## WHAT THE TASK ASKS
Extract every line of the listing below that contains the string "bridge".

____

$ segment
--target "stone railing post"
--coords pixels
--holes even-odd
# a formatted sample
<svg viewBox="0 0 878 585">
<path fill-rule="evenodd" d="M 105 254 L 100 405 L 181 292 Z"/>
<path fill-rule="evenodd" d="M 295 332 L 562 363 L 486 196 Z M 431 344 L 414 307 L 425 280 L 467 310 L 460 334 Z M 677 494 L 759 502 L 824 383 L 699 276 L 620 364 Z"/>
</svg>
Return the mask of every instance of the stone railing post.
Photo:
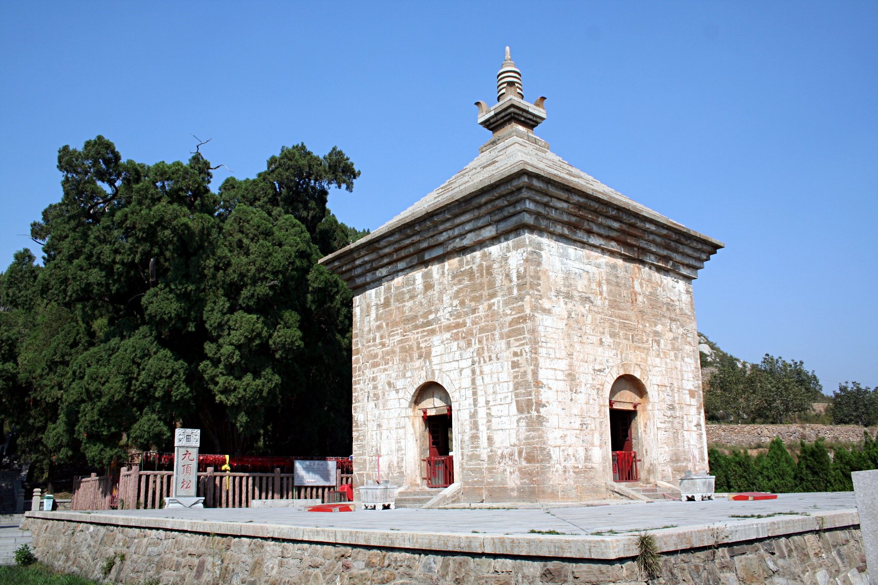
<svg viewBox="0 0 878 585">
<path fill-rule="evenodd" d="M 213 500 L 216 478 L 213 476 L 213 467 L 207 467 L 207 476 L 205 477 L 205 508 L 215 508 Z"/>
</svg>

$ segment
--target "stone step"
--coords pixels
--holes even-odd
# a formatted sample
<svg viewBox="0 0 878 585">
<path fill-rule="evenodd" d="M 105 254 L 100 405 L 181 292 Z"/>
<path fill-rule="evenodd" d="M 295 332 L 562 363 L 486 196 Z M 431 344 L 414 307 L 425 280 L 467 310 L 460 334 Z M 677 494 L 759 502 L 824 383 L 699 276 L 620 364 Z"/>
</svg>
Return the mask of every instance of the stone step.
<svg viewBox="0 0 878 585">
<path fill-rule="evenodd" d="M 4 526 L 20 526 L 24 521 L 24 514 L 0 514 L 0 528 Z"/>
<path fill-rule="evenodd" d="M 442 489 L 430 491 L 401 491 L 396 495 L 395 506 L 397 508 L 420 508 L 434 497 Z"/>
</svg>

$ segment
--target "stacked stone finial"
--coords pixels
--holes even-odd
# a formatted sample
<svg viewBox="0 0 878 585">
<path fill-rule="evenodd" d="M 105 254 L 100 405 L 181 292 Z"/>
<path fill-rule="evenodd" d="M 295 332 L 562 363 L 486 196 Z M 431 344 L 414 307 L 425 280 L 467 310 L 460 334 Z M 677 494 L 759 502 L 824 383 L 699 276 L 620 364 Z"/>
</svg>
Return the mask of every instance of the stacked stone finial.
<svg viewBox="0 0 878 585">
<path fill-rule="evenodd" d="M 534 128 L 546 119 L 546 111 L 543 105 L 545 99 L 538 97 L 533 103 L 524 101 L 522 72 L 509 56 L 507 46 L 506 59 L 497 73 L 497 104 L 489 108 L 485 102 L 476 102 L 479 124 L 493 132 L 494 137 L 500 134 L 508 137 L 512 135 L 510 132 L 533 135 Z M 536 139 L 532 141 L 536 143 Z M 545 148 L 549 147 L 542 140 L 538 143 Z"/>
<path fill-rule="evenodd" d="M 515 83 L 515 93 L 508 88 L 509 83 Z M 515 95 L 524 99 L 524 91 L 522 89 L 522 72 L 515 67 L 515 61 L 509 56 L 509 47 L 506 47 L 506 59 L 500 71 L 497 72 L 497 101 L 501 102 L 509 95 Z"/>
</svg>

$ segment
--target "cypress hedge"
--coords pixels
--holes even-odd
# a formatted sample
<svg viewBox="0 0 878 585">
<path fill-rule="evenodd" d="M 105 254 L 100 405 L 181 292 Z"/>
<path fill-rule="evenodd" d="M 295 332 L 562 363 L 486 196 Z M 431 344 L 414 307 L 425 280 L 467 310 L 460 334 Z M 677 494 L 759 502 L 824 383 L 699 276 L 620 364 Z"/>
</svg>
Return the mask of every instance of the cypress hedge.
<svg viewBox="0 0 878 585">
<path fill-rule="evenodd" d="M 727 453 L 711 448 L 708 458 L 720 493 L 851 491 L 852 471 L 878 469 L 878 439 L 864 432 L 861 443 L 851 448 L 834 447 L 831 458 L 822 439 L 813 443 L 801 441 L 796 460 L 781 438 L 775 437 L 768 452 L 755 457 L 745 450 Z"/>
</svg>

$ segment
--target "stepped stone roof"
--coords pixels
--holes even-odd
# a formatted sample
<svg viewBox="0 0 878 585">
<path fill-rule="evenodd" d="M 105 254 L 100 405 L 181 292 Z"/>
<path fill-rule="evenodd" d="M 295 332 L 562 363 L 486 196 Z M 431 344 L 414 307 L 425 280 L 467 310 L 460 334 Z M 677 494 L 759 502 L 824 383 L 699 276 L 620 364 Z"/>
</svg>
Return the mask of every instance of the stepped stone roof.
<svg viewBox="0 0 878 585">
<path fill-rule="evenodd" d="M 522 98 L 507 59 L 493 108 L 477 102 L 493 137 L 459 173 L 366 237 L 320 263 L 357 289 L 466 248 L 540 233 L 694 279 L 723 243 L 672 221 L 574 168 L 533 133 L 544 97 Z"/>
</svg>

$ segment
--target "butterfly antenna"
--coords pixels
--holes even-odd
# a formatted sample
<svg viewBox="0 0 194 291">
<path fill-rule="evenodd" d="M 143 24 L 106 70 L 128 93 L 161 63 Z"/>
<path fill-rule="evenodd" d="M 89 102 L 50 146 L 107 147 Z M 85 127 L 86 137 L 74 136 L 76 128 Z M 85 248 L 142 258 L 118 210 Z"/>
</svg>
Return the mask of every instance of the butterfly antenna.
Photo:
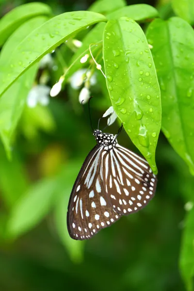
<svg viewBox="0 0 194 291">
<path fill-rule="evenodd" d="M 91 111 L 90 111 L 90 100 L 92 99 L 92 97 L 90 97 L 90 98 L 88 101 L 88 110 L 89 110 L 89 116 L 90 116 L 90 125 L 92 128 L 92 130 L 94 131 L 94 129 L 93 129 L 93 127 L 92 126 L 92 118 L 91 118 Z"/>
</svg>

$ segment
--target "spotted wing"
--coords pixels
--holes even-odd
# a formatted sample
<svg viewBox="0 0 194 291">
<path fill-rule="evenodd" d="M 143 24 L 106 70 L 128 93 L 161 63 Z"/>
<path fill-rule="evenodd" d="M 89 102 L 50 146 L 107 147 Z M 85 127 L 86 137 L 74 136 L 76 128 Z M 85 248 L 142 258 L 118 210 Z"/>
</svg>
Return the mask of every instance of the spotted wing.
<svg viewBox="0 0 194 291">
<path fill-rule="evenodd" d="M 107 199 L 118 213 L 137 211 L 153 198 L 157 179 L 144 159 L 117 144 L 104 155 L 103 163 Z"/>
<path fill-rule="evenodd" d="M 120 215 L 109 203 L 102 181 L 103 146 L 90 152 L 71 192 L 68 207 L 67 228 L 75 240 L 89 239 L 110 226 Z"/>
</svg>

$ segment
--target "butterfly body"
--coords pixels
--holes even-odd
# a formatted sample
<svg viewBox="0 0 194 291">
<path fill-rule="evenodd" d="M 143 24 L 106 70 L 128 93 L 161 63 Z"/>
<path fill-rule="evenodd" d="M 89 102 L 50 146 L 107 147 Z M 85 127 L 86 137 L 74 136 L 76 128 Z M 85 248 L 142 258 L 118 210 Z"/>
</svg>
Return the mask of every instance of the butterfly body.
<svg viewBox="0 0 194 291">
<path fill-rule="evenodd" d="M 85 160 L 74 183 L 67 228 L 75 240 L 90 239 L 122 215 L 144 207 L 157 179 L 147 162 L 120 146 L 117 135 L 94 131 L 97 145 Z"/>
</svg>

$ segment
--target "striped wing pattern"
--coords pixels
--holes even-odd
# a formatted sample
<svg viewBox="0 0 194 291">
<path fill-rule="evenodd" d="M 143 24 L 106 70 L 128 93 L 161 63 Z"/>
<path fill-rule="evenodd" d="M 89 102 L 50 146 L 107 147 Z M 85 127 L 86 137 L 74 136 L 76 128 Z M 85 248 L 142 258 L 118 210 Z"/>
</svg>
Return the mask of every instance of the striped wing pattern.
<svg viewBox="0 0 194 291">
<path fill-rule="evenodd" d="M 138 211 L 154 196 L 156 184 L 145 159 L 117 142 L 109 147 L 98 143 L 73 187 L 67 217 L 70 237 L 89 239 L 121 216 Z"/>
</svg>

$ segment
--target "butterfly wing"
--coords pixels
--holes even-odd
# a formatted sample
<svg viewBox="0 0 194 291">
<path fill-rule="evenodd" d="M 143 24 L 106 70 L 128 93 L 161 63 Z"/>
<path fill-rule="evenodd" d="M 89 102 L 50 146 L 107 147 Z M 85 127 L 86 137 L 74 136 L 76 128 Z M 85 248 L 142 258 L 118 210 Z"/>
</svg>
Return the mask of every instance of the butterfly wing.
<svg viewBox="0 0 194 291">
<path fill-rule="evenodd" d="M 73 187 L 67 223 L 69 235 L 74 239 L 89 239 L 120 218 L 105 194 L 102 167 L 104 153 L 101 146 L 92 150 Z"/>
<path fill-rule="evenodd" d="M 157 179 L 144 159 L 117 144 L 103 163 L 107 199 L 119 214 L 136 212 L 153 198 Z"/>
</svg>

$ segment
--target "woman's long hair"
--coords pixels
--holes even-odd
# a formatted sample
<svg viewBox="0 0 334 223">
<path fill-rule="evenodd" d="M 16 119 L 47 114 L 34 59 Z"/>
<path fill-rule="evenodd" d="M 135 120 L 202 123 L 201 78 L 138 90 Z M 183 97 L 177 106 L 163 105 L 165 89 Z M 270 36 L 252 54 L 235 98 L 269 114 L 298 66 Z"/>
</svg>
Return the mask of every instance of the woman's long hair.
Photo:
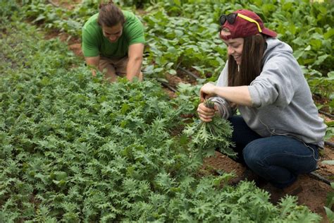
<svg viewBox="0 0 334 223">
<path fill-rule="evenodd" d="M 99 25 L 113 27 L 120 23 L 122 26 L 125 23 L 125 18 L 122 11 L 115 6 L 113 1 L 107 4 L 100 4 L 97 23 Z"/>
<path fill-rule="evenodd" d="M 245 37 L 240 67 L 233 56 L 228 56 L 228 86 L 249 85 L 259 76 L 265 50 L 266 40 L 262 35 Z"/>
</svg>

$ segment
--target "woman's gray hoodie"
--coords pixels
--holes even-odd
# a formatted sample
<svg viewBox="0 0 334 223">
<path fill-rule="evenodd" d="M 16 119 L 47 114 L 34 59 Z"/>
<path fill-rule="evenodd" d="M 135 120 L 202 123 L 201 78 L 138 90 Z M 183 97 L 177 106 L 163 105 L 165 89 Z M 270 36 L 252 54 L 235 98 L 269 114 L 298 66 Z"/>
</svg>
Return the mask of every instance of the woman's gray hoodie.
<svg viewBox="0 0 334 223">
<path fill-rule="evenodd" d="M 238 106 L 242 118 L 262 137 L 284 135 L 323 147 L 326 126 L 318 116 L 292 49 L 276 38 L 268 38 L 266 42 L 262 72 L 248 86 L 253 105 Z M 228 85 L 228 63 L 216 85 Z M 223 118 L 232 115 L 225 99 L 216 97 L 212 100 L 218 104 Z"/>
</svg>

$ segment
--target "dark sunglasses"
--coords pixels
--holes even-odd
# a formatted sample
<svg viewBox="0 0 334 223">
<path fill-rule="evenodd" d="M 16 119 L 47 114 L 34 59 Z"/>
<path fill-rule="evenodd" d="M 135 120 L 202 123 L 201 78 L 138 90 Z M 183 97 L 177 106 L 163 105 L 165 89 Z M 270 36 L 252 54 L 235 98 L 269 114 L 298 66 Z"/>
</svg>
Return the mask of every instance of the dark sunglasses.
<svg viewBox="0 0 334 223">
<path fill-rule="evenodd" d="M 244 16 L 240 13 L 230 13 L 228 15 L 221 15 L 221 17 L 219 18 L 219 23 L 221 23 L 221 27 L 224 25 L 225 23 L 226 23 L 226 20 L 230 23 L 230 25 L 233 24 L 235 22 L 235 19 L 237 18 L 237 16 L 239 16 L 240 18 L 242 18 L 245 20 L 247 20 L 250 23 L 255 23 L 257 26 L 257 29 L 259 30 L 259 32 L 262 32 L 262 30 L 261 29 L 260 24 L 259 24 L 258 22 L 256 22 L 255 20 L 254 20 L 252 18 L 249 18 L 248 16 Z"/>
<path fill-rule="evenodd" d="M 228 22 L 230 24 L 233 24 L 235 22 L 235 19 L 237 18 L 237 13 L 230 13 L 228 15 L 221 15 L 219 17 L 219 23 L 221 25 L 224 25 L 226 21 Z"/>
</svg>

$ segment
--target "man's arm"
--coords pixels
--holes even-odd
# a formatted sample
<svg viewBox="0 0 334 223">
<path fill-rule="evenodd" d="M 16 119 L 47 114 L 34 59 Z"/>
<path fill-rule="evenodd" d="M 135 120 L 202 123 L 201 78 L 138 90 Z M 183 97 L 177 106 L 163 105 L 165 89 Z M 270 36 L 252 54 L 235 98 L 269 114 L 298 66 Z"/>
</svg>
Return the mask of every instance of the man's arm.
<svg viewBox="0 0 334 223">
<path fill-rule="evenodd" d="M 139 77 L 142 63 L 144 44 L 136 43 L 129 47 L 128 56 L 129 61 L 126 67 L 126 78 L 132 80 L 134 77 Z"/>
<path fill-rule="evenodd" d="M 93 57 L 85 57 L 85 60 L 86 61 L 86 64 L 87 66 L 91 66 L 92 74 L 93 76 L 97 75 L 97 70 L 99 69 L 99 63 L 100 61 L 100 56 L 93 56 Z"/>
</svg>

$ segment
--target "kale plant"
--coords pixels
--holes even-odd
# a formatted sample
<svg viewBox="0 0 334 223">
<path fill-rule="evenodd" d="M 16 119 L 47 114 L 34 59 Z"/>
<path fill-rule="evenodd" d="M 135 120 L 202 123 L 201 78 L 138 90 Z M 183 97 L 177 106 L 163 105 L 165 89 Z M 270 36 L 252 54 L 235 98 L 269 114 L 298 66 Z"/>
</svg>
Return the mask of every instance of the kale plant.
<svg viewBox="0 0 334 223">
<path fill-rule="evenodd" d="M 213 109 L 214 102 L 207 100 L 204 105 Z M 191 136 L 193 147 L 199 149 L 204 156 L 212 155 L 218 149 L 223 154 L 233 157 L 236 153 L 231 148 L 233 146 L 230 141 L 233 131 L 228 121 L 215 115 L 211 121 L 195 121 L 184 132 L 186 135 Z"/>
</svg>

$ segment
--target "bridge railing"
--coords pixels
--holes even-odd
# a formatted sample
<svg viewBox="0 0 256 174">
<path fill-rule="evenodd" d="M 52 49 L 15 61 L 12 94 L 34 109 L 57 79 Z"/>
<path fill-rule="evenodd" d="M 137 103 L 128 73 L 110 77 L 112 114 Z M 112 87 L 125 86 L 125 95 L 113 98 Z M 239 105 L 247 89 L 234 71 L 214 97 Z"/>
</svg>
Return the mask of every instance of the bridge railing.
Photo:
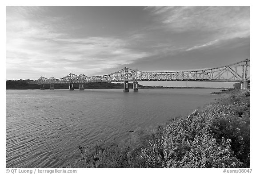
<svg viewBox="0 0 256 174">
<path fill-rule="evenodd" d="M 117 72 L 102 76 L 86 76 L 70 73 L 59 79 L 41 77 L 37 84 L 59 84 L 128 81 L 194 81 L 250 82 L 250 60 L 217 68 L 200 70 L 160 72 L 145 72 L 124 68 Z"/>
</svg>

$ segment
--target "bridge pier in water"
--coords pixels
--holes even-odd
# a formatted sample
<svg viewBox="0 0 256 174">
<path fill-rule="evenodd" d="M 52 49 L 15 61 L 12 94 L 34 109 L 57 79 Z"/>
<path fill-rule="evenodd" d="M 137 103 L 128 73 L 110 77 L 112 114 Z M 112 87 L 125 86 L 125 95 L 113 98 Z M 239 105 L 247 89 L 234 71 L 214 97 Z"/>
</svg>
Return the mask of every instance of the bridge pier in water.
<svg viewBox="0 0 256 174">
<path fill-rule="evenodd" d="M 73 91 L 75 90 L 75 89 L 74 88 L 74 83 L 73 82 L 69 83 L 69 90 L 71 91 Z"/>
<path fill-rule="evenodd" d="M 83 91 L 84 90 L 84 83 L 79 83 L 79 90 L 80 91 Z"/>
<path fill-rule="evenodd" d="M 54 89 L 54 84 L 50 84 L 50 89 Z"/>
<path fill-rule="evenodd" d="M 44 89 L 44 84 L 41 83 L 40 84 L 40 89 Z"/>
<path fill-rule="evenodd" d="M 125 81 L 124 82 L 124 92 L 129 92 L 129 81 Z"/>
<path fill-rule="evenodd" d="M 133 81 L 133 92 L 138 91 L 138 81 Z"/>
<path fill-rule="evenodd" d="M 248 81 L 244 81 L 241 83 L 241 89 L 248 89 Z"/>
</svg>

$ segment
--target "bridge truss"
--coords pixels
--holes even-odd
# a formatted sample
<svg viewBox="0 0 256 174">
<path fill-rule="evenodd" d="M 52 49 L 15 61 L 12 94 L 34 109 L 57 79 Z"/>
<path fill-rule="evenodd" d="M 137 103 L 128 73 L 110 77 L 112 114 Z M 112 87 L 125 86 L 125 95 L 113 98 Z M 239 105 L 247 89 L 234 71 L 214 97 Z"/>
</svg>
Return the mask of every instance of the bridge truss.
<svg viewBox="0 0 256 174">
<path fill-rule="evenodd" d="M 122 82 L 124 81 L 186 81 L 250 83 L 249 59 L 217 68 L 192 71 L 146 72 L 128 68 L 108 75 L 87 76 L 70 73 L 60 78 L 41 77 L 33 83 L 38 84 Z"/>
</svg>

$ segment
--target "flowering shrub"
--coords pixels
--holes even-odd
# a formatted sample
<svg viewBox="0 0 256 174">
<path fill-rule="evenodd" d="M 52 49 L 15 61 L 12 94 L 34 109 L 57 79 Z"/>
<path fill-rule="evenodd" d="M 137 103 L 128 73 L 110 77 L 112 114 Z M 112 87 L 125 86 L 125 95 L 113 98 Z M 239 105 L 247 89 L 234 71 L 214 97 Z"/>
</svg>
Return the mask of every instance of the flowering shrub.
<svg viewBox="0 0 256 174">
<path fill-rule="evenodd" d="M 139 130 L 115 147 L 85 148 L 68 167 L 250 168 L 250 93 L 235 92 L 151 134 Z"/>
</svg>

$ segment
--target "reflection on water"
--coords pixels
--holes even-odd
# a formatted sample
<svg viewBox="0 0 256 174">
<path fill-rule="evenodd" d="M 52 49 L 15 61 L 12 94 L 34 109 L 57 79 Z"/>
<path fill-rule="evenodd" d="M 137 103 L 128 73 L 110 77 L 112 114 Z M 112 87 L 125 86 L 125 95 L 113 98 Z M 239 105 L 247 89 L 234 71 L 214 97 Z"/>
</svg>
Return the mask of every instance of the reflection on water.
<svg viewBox="0 0 256 174">
<path fill-rule="evenodd" d="M 61 167 L 79 145 L 115 143 L 218 97 L 214 89 L 6 90 L 6 168 Z"/>
</svg>

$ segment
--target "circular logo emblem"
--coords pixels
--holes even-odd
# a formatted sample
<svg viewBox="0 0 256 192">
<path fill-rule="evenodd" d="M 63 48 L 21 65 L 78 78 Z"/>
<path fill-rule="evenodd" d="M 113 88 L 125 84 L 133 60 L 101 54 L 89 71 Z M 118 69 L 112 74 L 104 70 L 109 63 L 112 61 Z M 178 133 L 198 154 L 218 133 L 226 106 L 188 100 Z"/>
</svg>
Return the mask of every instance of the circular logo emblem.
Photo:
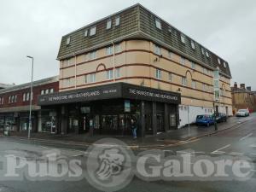
<svg viewBox="0 0 256 192">
<path fill-rule="evenodd" d="M 117 191 L 130 183 L 133 177 L 133 153 L 127 145 L 113 138 L 94 143 L 87 150 L 88 182 L 102 191 Z"/>
</svg>

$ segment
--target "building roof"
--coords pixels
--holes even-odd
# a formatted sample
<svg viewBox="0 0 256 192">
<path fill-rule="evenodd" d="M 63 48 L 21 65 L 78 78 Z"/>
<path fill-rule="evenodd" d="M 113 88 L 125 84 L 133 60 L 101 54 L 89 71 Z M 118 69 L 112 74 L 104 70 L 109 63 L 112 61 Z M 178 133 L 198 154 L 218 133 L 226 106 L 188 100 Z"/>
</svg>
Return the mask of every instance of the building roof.
<svg viewBox="0 0 256 192">
<path fill-rule="evenodd" d="M 115 26 L 114 19 L 117 16 L 119 16 L 120 23 Z M 160 21 L 161 29 L 156 27 L 156 19 Z M 106 29 L 108 20 L 112 20 L 113 27 Z M 96 35 L 90 36 L 90 28 L 92 26 L 96 26 Z M 87 36 L 84 36 L 85 31 L 88 32 Z M 185 44 L 181 42 L 181 36 L 184 38 Z M 67 45 L 67 39 L 69 38 L 70 44 Z M 110 45 L 113 42 L 134 38 L 150 40 L 206 67 L 211 69 L 218 67 L 221 74 L 231 78 L 226 61 L 139 3 L 63 36 L 57 59 L 67 59 Z M 195 43 L 195 49 L 192 48 L 191 42 Z"/>
<path fill-rule="evenodd" d="M 42 84 L 50 84 L 50 83 L 54 83 L 54 82 L 56 82 L 56 81 L 59 81 L 59 76 L 54 76 L 54 77 L 50 77 L 50 78 L 33 81 L 33 86 L 39 86 L 39 85 L 42 85 Z M 31 83 L 22 84 L 19 84 L 19 85 L 14 85 L 12 87 L 9 87 L 9 88 L 0 90 L 0 94 L 12 92 L 12 91 L 19 90 L 27 89 L 27 88 L 30 88 L 30 85 L 31 85 Z"/>
</svg>

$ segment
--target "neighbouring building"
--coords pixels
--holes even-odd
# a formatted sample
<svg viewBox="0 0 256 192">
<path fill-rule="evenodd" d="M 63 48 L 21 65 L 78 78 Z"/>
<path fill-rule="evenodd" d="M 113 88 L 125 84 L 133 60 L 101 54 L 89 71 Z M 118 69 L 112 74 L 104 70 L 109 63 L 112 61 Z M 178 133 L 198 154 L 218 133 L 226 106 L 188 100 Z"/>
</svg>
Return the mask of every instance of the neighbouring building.
<svg viewBox="0 0 256 192">
<path fill-rule="evenodd" d="M 60 92 L 38 103 L 61 133 L 131 134 L 136 119 L 156 135 L 213 106 L 232 114 L 228 62 L 140 4 L 63 36 L 57 60 Z"/>
<path fill-rule="evenodd" d="M 239 109 L 248 109 L 251 113 L 256 111 L 256 94 L 250 86 L 241 84 L 240 87 L 235 82 L 232 90 L 233 113 Z"/>
<path fill-rule="evenodd" d="M 0 90 L 0 131 L 27 131 L 31 84 Z M 33 82 L 32 105 L 32 131 L 55 131 L 56 113 L 50 108 L 41 110 L 38 96 L 57 92 L 58 77 Z"/>
</svg>

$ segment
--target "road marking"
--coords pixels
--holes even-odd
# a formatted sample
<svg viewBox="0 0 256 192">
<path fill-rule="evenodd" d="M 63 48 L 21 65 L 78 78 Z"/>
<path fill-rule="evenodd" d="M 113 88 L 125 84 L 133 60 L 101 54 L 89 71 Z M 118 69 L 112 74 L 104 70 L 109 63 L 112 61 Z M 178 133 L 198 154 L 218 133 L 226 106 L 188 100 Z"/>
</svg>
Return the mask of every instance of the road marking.
<svg viewBox="0 0 256 192">
<path fill-rule="evenodd" d="M 251 132 L 250 134 L 248 134 L 248 135 L 247 135 L 247 136 L 241 137 L 241 139 L 239 139 L 239 141 L 242 141 L 242 140 L 244 140 L 244 139 L 249 137 L 252 136 L 252 135 L 253 135 L 253 133 Z"/>
<path fill-rule="evenodd" d="M 237 155 L 237 156 L 242 156 L 243 153 L 239 153 L 239 152 L 231 152 L 229 154 L 230 155 Z"/>
<path fill-rule="evenodd" d="M 223 148 L 218 148 L 217 150 L 215 151 L 212 151 L 211 154 L 224 154 L 225 152 L 224 151 L 221 151 L 222 149 L 224 148 L 229 148 L 230 146 L 230 144 L 228 144 Z"/>
</svg>

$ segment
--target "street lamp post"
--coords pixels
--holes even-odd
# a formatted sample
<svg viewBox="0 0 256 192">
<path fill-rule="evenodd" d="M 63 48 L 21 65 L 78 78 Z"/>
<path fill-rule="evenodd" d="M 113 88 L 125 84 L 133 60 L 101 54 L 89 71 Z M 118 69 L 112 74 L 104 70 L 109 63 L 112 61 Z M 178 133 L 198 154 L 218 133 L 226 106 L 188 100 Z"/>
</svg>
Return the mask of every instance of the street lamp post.
<svg viewBox="0 0 256 192">
<path fill-rule="evenodd" d="M 26 56 L 27 58 L 32 59 L 32 74 L 31 74 L 31 84 L 30 84 L 30 103 L 29 103 L 29 123 L 28 123 L 28 133 L 27 138 L 30 139 L 30 131 L 32 130 L 32 89 L 33 89 L 33 72 L 34 72 L 34 57 Z"/>
</svg>

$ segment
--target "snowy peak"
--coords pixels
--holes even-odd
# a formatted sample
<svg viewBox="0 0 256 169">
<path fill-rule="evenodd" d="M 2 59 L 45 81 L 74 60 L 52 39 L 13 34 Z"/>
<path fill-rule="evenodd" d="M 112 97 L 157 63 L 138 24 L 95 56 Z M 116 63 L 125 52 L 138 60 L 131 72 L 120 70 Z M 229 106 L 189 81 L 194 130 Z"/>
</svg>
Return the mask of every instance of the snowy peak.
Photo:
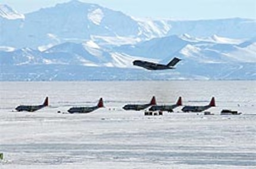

____

## THE COMPLETED TASK
--target "bridge railing"
Return the mask of every instance of the bridge railing.
--target "bridge pier in water"
Return the mask of every instance of the bridge pier in water.
--target "bridge truss"
Return the mask of every instance of the bridge truss.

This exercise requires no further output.